Point-based annotation data:
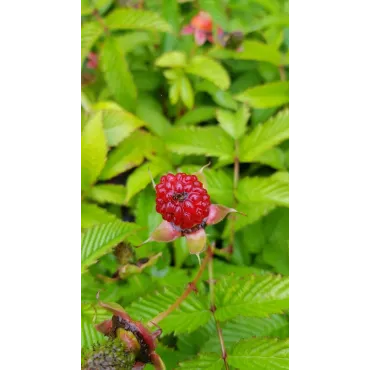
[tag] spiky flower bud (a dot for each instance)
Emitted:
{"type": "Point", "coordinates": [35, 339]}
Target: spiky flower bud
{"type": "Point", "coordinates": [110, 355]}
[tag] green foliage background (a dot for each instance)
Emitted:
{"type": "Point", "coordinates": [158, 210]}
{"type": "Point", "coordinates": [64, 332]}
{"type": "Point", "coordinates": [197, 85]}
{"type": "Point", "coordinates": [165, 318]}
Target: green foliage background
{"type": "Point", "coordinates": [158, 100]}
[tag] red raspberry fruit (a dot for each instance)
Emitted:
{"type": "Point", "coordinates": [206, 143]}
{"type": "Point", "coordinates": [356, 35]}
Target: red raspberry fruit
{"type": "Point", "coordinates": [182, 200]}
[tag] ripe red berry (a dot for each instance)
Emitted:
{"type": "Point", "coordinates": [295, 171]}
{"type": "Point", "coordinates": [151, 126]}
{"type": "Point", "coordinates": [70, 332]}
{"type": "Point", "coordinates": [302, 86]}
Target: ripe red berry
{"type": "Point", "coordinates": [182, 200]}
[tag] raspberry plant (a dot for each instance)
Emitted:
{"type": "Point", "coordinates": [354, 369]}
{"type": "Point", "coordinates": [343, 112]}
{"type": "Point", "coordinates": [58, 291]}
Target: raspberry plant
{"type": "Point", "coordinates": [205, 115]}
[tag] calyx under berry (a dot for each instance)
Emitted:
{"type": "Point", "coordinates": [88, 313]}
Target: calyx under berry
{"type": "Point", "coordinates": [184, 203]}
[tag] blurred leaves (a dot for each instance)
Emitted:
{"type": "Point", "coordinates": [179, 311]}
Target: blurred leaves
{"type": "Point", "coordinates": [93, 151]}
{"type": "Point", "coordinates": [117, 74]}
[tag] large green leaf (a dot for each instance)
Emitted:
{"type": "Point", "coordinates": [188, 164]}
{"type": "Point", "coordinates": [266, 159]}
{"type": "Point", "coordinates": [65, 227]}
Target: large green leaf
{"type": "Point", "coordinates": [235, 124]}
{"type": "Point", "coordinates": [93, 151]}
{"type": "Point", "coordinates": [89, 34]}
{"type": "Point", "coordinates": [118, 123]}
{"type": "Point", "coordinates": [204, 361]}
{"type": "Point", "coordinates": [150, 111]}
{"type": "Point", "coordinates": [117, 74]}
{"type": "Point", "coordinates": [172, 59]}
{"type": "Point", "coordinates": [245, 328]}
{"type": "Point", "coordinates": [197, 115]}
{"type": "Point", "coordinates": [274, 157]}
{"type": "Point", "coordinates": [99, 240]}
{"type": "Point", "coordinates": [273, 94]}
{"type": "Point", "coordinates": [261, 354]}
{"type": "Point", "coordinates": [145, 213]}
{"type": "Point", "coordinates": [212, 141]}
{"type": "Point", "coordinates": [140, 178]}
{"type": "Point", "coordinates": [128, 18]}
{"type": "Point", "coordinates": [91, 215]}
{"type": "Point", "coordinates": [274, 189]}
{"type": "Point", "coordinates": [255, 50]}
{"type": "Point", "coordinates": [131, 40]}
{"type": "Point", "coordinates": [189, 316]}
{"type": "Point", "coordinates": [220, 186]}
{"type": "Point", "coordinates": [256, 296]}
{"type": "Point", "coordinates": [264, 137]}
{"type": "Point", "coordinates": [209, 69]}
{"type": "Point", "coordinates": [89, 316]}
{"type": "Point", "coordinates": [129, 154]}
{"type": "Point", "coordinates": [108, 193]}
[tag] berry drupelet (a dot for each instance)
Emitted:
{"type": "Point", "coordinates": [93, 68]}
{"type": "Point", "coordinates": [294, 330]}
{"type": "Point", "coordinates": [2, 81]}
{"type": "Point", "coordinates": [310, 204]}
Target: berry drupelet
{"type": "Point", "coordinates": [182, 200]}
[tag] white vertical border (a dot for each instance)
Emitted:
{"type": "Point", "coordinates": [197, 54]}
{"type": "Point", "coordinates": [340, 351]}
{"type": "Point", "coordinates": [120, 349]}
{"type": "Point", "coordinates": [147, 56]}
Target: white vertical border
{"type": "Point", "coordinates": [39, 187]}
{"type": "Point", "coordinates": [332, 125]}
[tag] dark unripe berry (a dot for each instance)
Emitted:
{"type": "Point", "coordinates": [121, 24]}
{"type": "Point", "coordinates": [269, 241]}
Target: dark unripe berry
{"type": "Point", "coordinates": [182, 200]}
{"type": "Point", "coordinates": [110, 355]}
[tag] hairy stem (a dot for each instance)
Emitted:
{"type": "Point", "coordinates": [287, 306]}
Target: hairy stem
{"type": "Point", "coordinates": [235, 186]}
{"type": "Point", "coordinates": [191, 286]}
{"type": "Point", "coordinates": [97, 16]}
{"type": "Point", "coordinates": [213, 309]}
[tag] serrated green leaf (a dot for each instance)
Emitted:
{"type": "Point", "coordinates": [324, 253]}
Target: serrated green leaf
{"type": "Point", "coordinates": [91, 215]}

TASK REQUIREMENTS —
Please report each of the lines above that contains the word "leaves", copying every such line in full.

TASK ANSWER —
[tag] blurred leaves (a dot for each instance)
Target: blurred leaves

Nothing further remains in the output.